WORK REQUIRED
Below is a set of records. Repeat all of them exactly.

DATASET
☆ ☆ ☆ ☆ ☆ ☆ ☆

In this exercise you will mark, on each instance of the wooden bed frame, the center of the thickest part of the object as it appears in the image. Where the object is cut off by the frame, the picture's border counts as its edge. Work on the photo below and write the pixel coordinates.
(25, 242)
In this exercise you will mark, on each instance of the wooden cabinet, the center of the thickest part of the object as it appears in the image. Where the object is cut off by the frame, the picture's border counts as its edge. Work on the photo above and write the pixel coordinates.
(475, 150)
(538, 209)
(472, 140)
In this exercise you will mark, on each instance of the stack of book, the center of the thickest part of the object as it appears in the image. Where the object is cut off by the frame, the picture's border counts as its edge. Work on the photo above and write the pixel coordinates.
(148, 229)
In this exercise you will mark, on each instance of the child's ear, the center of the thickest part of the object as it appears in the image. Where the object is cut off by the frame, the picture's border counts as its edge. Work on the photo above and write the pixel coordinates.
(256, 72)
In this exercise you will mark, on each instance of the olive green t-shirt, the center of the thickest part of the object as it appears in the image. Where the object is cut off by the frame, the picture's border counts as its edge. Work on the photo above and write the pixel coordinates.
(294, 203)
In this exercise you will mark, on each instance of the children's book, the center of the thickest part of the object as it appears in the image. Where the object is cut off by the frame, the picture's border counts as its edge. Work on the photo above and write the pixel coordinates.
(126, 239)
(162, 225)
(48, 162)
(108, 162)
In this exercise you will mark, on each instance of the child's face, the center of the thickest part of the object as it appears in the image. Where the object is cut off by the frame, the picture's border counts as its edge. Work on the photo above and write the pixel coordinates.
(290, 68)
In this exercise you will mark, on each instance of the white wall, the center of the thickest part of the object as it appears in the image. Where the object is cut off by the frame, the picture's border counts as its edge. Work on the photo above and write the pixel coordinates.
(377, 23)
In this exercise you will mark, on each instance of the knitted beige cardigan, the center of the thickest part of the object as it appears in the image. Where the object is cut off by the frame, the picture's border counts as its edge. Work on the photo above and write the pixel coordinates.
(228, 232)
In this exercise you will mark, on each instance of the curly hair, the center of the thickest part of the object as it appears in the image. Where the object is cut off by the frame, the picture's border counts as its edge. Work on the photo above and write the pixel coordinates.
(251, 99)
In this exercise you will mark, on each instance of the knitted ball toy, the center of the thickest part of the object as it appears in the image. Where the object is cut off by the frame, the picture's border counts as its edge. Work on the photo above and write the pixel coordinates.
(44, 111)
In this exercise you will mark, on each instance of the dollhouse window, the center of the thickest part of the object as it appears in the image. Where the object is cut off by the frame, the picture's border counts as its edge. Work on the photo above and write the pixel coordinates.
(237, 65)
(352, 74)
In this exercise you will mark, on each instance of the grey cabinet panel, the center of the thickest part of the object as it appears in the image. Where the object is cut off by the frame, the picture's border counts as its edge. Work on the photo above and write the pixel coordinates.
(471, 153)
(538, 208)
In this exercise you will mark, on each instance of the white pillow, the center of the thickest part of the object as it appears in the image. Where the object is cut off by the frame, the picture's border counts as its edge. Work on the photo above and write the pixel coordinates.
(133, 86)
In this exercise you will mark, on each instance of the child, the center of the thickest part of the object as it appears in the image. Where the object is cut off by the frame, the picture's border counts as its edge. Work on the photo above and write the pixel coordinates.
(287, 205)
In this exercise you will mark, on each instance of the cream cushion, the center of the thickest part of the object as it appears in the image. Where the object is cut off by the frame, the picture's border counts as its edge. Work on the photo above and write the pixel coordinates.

☆ ☆ ☆ ☆ ☆ ☆ ☆

RESULT OF THE EXERCISE
In this exercise you will mark, on each instance of the wooden bed frame, the center of the thickest part of the object as it appears in the image. Where the object is cut off by the frame, the picture's border counts as its edge. Work on the photo below and write the pixel coordinates.
(25, 242)
In this exercise you will mark, on each instance of the wooden cabinet, the center of the thickest part of the object as it appears in the image. Where the object is cut off by the frame, the picture's border counts as its edge. Work on the photo above and write the pixel coordinates.
(475, 150)
(538, 209)
(472, 140)
In this exercise you will mark, on each instance of the stack of book, the center of the thickest part of the object as it appears in the image. Where the object is cut off by the frame, the picture's border counts as its edge. Work on the photo above and write the pixel coordinates.
(148, 229)
In this exercise you will mark, on each instance of the child's ear, the center of the thickest part of the object as it appears in the image. Where the object is cut off by the frame, the picture's border counts as its edge. Work on the photo above and write the pixel coordinates.
(256, 72)
In this exercise you will mark, on each instance of the olive green t-shirt, the center of the thickest part of the object as it appears in the image. Where the object is cut off by the frame, the picture's border counts as its edge. Work on the photo above and write the pixel coordinates.
(294, 203)
In this exercise you will mark, on each instance of the children's book, the center of the thickest part of the object as it appears in the image. Where the object is cut off by the frame, the picture's border counts as its edge. Work on the photo above and write the pixel coordinates.
(126, 239)
(162, 225)
(48, 162)
(108, 162)
In this exercise you will mark, on each instance of the child's face, the center of the thickest part of the object as it appears in the image. Where the object is cut off by the frame, the picture's border counts as its edge. Work on the photo above and write the pixel coordinates.
(290, 68)
In this exercise you will mark, on each instance of the white wall, the center of the thickest part of the object as it appears in the image. Where the object is cut off by the frame, the picture's border counts as its edge. Work on the photo above and write the pixel coordinates.
(377, 23)
In this exercise you will mark, on each instance of the knitted beige cardigan, the center of the thickest part of the object as it appears in the image. Where the object is cut off by the frame, the picture's border counts as its edge. Work on the photo above and write the pixel coordinates.
(228, 232)
In this exercise you will mark, on each instance of the curly hair, the center of the thickest part of the object as it appears in the image. Where the object is cut off by the frame, the picture's border counts as its edge. Work on the photo above and write the pixel coordinates.
(251, 99)
In this exercise you will mark, on each instance of the knitted ball toy, the center of the thickest part of the object as it appears in the image. Where the object is cut off by the frame, the picture's border counts as its edge. Work on the photo above and write the pixel coordinates.
(44, 111)
In this exercise you will mark, on each instance of the dollhouse window, the center of the thickest part of the object as it appears in the image. Where the object is cut off by the frame, the picture's border counts as its edge. Work on the photo above and write the pixel coordinates.
(237, 65)
(352, 74)
In this exercise you will mark, on each instance of the grey cabinet panel, the center of the thickest part of the object as it appears in the image. Where the object is cut off by the frame, the picture's border counts as its edge. Work on the photo above and write the pixel coordinates.
(471, 153)
(538, 208)
In this exercise you will mark, on each instance of the white pillow, the center of the thickest part of the object as it appears in the image. Where the object is cut off by the frame, the picture's border counts as its edge. Work on the photo above and write the pixel coordinates.
(133, 86)
In this exercise you will mark, on each instance of the child, the center of the thickest part of the object as it appears in the image. Where the object is cut off by the frame, the picture's border counts as its edge. Work on the photo above and write the pixel coordinates.
(287, 205)
In this exercise you will mark, on each instance of the cream cushion, the center of the thickest part of the object as it appears in the image. Where the object is cut off by the frame, the picture's border counts as its edge. Work on the photo above and write the pixel coordinates.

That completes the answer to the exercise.